▸ Extracted data
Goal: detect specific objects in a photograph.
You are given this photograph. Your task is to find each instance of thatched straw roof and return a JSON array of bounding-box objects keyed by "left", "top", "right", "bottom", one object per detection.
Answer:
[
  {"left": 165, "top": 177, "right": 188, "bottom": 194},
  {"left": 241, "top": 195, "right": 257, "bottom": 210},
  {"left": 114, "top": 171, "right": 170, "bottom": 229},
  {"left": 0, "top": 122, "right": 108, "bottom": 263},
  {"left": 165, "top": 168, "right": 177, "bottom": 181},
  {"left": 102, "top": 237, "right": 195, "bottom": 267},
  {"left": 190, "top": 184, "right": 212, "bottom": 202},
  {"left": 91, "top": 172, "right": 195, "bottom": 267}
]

▸ What is being asked
Word for word, repeat each line of the listing.

▸ Response to this exercise
Goal: detect specific objects in a photograph.
You are given this photograph. Your task is to find each instance of thatched straw roof and return a JSON array of bounding-box objects keyed by "left", "top", "right", "bottom", one object per detection.
Answer:
[
  {"left": 165, "top": 177, "right": 188, "bottom": 194},
  {"left": 241, "top": 195, "right": 257, "bottom": 210},
  {"left": 114, "top": 171, "right": 170, "bottom": 229},
  {"left": 0, "top": 122, "right": 108, "bottom": 263},
  {"left": 165, "top": 168, "right": 177, "bottom": 181},
  {"left": 102, "top": 237, "right": 195, "bottom": 267},
  {"left": 190, "top": 184, "right": 212, "bottom": 202},
  {"left": 91, "top": 172, "right": 195, "bottom": 267}
]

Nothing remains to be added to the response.